SOURCE EXTRACT
------------------------------------

FROM PROXIMITY SEEKING TO RELATIONSHIP SEEKING: WORKING TOWARDS SEPARATION FROM THE “SCAREGIVERS”
Author(s) -
O Epstein
Publication year - 2018
Publication title -
frontiers in the psychotherapy of trauma and dissociation
Language(s) - English
Resource type - Journals
eISSN - 2523-5125
pISSN - 2523-5117
DOI - 10.46716/ftpd.2018.0016
Subject(s) - attachment theory , dyad , autonomy , psychology , ambivalence , object relations theory , intersubjectivity , therapeutic relationship , social psychology , face (sociological concept) , object (grammar) , psychoanalysis , psychotherapist , sociology , psychoanalytic theory , political science , social science , linguistics , philosophy , law
Traditionally psychoanalysis showed interest in the child’s ambivalent relationship towards the object. Psychoanalysis also did not put great emphasis on the role of fear in a child’s life, in particular fear that has been inflicted by the caregivers (Slade, 2013). It was Mary Main who placed fear in the face of attachment needs and named it as disorganized attachment style. The research findings have given us a new lens into the way we see human behavior as displayed in many of our traumatized clients. The child’s need for both protection and autonomy are universal and has been at the heart of object relations and attachment theories. It is there where matters of core-relatedness and a developed sense of self are most involved. This paper discusses a client who suffered extensive sexual abuse. Her attachment to her mother, who I called her “scaregiver,” was preoccupied, enmeshed and coercive as well as being disorganized. The lack of boundaries and the controlling relationship the client had with her mother was re-enacted in the therapeutic dyad. This paper explores these dynamics and how attachment-based psychotherapy enabled a move towards safety for the client followed by better functioning, and more so enabled her to move towards intersubjectivity, a deeper understanding of her lack of boundaries, separateness and need for autonomy.

------------------------------------

THE DATA
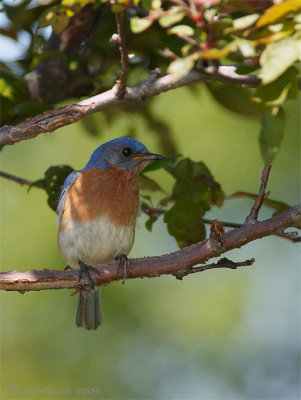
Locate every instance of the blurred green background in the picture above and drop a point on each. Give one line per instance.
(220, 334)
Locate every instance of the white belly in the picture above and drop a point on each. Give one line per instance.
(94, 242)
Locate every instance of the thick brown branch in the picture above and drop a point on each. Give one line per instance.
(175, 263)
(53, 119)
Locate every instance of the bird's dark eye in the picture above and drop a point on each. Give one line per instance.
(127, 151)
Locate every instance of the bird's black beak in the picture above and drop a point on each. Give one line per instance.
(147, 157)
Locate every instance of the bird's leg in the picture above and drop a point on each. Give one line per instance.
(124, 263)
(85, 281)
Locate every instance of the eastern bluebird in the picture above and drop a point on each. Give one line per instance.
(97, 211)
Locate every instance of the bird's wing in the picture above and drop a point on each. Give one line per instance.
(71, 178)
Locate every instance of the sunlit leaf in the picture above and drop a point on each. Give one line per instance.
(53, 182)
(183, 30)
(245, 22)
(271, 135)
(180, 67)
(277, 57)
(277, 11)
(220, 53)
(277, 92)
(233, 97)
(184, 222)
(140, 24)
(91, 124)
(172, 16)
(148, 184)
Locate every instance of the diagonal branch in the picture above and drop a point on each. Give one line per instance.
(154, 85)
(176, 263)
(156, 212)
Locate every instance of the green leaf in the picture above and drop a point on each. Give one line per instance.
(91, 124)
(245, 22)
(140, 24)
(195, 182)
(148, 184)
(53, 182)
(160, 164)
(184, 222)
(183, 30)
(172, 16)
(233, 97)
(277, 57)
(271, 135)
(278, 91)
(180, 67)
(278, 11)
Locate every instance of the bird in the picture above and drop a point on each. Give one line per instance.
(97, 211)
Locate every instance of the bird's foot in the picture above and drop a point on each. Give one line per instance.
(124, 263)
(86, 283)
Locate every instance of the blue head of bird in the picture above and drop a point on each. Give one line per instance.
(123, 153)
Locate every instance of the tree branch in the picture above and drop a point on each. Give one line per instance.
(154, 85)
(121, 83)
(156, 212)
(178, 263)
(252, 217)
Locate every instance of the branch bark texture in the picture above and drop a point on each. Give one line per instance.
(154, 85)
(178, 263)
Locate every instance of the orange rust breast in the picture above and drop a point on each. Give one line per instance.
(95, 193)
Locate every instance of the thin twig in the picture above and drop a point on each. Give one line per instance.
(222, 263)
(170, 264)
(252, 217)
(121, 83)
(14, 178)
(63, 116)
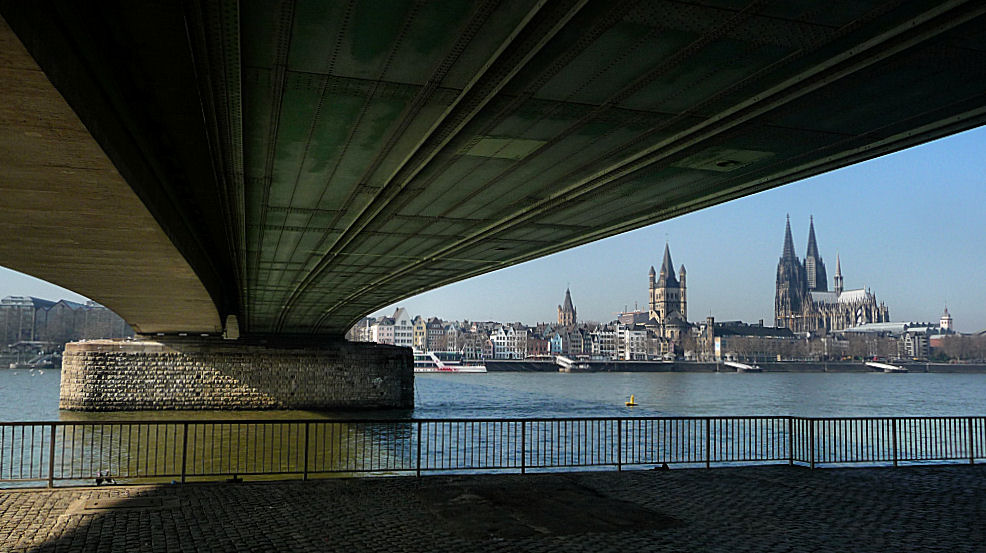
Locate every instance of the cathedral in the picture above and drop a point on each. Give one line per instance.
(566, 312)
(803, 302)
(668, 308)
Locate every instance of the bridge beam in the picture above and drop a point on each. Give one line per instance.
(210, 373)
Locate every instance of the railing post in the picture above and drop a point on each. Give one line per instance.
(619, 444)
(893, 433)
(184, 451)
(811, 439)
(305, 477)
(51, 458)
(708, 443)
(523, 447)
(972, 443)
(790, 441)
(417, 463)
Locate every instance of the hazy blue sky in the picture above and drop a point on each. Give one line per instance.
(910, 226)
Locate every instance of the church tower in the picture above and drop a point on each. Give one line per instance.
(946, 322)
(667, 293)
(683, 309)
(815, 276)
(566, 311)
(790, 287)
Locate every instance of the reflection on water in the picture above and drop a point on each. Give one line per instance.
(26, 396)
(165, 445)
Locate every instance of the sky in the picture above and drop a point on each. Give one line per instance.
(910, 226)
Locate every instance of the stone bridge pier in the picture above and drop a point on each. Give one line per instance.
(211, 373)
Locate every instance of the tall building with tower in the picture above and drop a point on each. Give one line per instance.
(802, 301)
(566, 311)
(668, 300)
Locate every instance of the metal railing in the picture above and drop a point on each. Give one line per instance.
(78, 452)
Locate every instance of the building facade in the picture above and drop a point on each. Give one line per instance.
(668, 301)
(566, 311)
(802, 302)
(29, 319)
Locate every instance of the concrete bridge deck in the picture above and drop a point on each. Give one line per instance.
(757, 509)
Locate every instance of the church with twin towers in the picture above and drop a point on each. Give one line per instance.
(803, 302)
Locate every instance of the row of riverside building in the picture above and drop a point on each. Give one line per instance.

------------------------------------

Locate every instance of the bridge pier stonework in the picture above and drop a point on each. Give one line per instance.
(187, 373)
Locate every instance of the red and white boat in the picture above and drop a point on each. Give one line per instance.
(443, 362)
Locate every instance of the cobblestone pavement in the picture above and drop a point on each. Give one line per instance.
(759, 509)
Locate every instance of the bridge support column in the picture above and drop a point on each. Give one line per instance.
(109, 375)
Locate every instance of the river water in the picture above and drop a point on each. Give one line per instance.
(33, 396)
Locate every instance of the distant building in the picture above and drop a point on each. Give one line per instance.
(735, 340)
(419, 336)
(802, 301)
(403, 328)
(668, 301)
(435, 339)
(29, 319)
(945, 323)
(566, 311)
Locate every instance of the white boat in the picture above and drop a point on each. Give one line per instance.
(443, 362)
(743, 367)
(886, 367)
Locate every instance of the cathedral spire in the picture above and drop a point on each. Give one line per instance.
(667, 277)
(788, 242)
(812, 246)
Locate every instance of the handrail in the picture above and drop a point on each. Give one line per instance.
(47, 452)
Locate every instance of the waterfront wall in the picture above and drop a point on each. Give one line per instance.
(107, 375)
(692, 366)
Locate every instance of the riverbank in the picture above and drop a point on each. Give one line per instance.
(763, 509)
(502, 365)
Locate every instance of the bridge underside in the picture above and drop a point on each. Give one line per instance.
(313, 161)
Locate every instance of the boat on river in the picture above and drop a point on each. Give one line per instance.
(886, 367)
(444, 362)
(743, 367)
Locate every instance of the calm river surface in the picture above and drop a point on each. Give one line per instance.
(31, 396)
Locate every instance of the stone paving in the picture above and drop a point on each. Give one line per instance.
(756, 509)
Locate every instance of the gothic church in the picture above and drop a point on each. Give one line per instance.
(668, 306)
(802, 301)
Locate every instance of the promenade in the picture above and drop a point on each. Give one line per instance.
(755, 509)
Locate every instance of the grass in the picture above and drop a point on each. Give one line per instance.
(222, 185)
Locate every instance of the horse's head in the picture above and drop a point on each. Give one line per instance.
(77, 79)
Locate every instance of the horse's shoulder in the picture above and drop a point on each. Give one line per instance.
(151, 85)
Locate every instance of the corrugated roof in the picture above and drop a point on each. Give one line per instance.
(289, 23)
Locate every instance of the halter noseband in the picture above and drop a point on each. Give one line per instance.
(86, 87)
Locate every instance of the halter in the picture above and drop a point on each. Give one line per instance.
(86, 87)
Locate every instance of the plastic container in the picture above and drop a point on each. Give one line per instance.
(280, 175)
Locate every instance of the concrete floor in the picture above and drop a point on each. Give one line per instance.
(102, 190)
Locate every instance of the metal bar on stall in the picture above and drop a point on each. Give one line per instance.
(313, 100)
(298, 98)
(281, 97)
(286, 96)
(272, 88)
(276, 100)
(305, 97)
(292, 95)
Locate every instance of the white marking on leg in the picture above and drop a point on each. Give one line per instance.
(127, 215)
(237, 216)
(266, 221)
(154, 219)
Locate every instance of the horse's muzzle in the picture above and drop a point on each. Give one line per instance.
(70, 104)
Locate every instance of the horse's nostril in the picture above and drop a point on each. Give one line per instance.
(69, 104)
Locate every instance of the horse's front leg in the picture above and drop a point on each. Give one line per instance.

------------------------------------

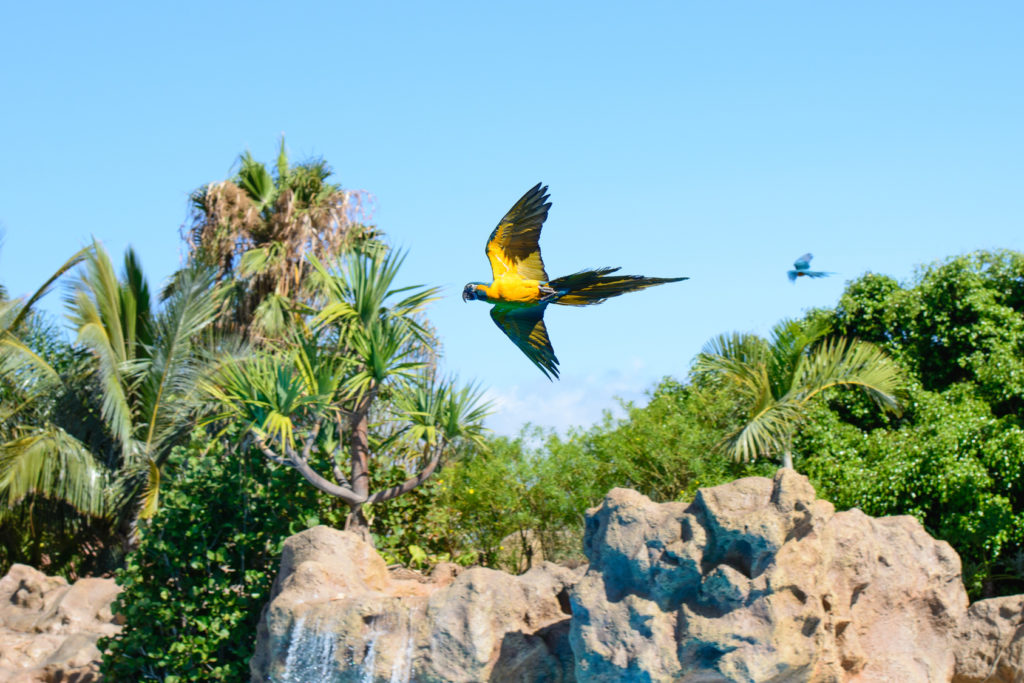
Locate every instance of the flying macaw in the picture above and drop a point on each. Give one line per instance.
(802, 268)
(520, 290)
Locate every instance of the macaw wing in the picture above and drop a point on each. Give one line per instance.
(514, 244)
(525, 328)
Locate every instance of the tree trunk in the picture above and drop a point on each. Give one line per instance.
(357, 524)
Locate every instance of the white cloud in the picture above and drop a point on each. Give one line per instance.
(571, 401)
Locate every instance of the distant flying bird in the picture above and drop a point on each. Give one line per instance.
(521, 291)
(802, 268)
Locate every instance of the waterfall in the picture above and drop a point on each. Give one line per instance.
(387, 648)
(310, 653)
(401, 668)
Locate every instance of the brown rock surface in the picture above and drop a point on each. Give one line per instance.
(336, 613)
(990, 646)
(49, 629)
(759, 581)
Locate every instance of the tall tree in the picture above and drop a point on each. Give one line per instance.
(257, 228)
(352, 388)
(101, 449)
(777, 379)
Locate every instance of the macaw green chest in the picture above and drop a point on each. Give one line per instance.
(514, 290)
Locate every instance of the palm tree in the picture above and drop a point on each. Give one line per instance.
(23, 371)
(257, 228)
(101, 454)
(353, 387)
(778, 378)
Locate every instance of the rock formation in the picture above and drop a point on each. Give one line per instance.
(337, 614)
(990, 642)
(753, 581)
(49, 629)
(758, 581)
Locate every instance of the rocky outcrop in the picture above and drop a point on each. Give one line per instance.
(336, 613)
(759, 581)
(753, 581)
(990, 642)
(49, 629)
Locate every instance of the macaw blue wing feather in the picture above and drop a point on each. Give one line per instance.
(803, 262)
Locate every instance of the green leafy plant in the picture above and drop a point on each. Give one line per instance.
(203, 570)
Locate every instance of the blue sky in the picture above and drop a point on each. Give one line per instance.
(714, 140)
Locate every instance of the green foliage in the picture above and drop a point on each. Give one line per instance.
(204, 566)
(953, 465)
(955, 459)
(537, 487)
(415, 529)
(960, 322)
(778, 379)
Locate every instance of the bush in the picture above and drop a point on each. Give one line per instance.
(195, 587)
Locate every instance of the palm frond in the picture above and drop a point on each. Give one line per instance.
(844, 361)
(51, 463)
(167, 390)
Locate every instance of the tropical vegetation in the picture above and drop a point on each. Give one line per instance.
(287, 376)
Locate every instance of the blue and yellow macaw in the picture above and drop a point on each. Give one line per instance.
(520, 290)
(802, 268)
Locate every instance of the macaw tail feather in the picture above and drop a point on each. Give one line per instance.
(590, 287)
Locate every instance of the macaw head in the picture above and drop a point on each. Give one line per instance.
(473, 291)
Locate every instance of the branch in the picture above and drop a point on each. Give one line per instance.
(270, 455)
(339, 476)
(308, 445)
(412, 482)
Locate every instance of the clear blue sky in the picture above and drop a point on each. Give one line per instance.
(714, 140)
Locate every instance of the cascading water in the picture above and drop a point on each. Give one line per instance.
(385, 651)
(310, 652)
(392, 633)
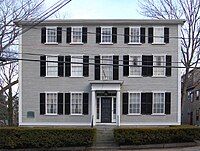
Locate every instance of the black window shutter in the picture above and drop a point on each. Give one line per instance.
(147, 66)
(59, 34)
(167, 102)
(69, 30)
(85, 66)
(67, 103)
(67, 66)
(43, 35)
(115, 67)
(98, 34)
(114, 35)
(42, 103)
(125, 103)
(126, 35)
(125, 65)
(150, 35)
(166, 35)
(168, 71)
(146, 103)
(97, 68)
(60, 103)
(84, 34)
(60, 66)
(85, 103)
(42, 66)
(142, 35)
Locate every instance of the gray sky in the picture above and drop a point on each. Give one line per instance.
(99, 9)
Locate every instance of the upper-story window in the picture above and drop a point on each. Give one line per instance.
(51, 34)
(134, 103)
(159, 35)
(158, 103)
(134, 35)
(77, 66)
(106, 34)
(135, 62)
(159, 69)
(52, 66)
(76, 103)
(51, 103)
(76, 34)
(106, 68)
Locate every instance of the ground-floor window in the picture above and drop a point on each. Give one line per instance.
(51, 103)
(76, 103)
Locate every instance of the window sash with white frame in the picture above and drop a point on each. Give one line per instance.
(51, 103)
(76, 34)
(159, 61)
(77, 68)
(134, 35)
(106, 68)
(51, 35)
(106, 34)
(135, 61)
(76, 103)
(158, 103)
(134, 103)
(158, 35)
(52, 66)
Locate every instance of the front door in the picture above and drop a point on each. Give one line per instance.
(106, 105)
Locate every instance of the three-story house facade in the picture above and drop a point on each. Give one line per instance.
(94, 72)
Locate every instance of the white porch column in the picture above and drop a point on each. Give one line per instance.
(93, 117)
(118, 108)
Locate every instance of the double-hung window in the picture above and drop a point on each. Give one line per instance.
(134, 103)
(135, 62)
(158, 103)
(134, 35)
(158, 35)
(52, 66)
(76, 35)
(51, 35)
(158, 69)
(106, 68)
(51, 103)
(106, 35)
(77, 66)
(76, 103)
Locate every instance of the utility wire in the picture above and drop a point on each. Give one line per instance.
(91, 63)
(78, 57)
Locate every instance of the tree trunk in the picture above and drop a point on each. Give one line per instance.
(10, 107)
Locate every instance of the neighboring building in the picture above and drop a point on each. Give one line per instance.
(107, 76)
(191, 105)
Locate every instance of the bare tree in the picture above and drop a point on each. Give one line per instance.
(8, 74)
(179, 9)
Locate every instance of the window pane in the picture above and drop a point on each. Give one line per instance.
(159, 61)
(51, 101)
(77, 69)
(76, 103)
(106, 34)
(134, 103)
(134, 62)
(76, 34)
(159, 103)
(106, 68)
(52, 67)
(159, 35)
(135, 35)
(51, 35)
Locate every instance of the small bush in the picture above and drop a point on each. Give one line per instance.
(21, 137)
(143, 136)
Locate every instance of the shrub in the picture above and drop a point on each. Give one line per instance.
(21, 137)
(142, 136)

------------------------------------

WHAT TO DO
Can you reproduce the complete scaregivers article entry, keeping every line word for word? Rely only on the scaregivers article entry.

COMPLETED EXERCISE
FROM PROXIMITY SEEKING TO RELATIONSHIP SEEKING: WORKING TOWARDS SEPARATION FROM THE “SCAREGIVERS”
Author(s) -
O Epstein
Publication year - 2018
Publication title -
frontiers in the psychotherapy of trauma and dissociation
Language(s) - English
Resource type - Journals
eISSN - 2523-5125
pISSN - 2523-5117
DOI - 10.46716/ftpd.2018.0016
Subject(s) - attachment theory , dyad , autonomy , psychology , ambivalence , object relations theory , intersubjectivity , therapeutic relationship , social psychology , face (sociological concept) , object (grammar) , psychoanalysis , psychotherapist , sociology , psychoanalytic theory , political science , social science , linguistics , philosophy , law
Traditionally psychoanalysis showed interest in the child’s ambivalent relationship towards the object. Psychoanalysis also did not put great emphasis on the role of fear in a child’s life, in particular fear that has been inflicted by the caregivers (Slade, 2013). It was Mary Main who placed fear in the face of attachment needs and named it as disorganized attachment style. The research findings have given us a new lens into the way we see human behavior as displayed in many of our traumatized clients. The child’s need for both protection and autonomy are universal and has been at the heart of object relations and attachment theories. It is there where matters of core-relatedness and a developed sense of self are most involved. This paper discusses a client who suffered extensive sexual abuse. Her attachment to her mother, who I called her “scaregiver,” was preoccupied, enmeshed and coercive as well as being disorganized. The lack of boundaries and the controlling relationship the client had with her mother was re-enacted in the therapeutic dyad. This paper explores these dynamics and how attachment-based psychotherapy enabled a move towards safety for the client followed by better functioning, and more so enabled her to move towards intersubjectivity, a deeper understanding of her lack of boundaries, separateness and need for autonomy.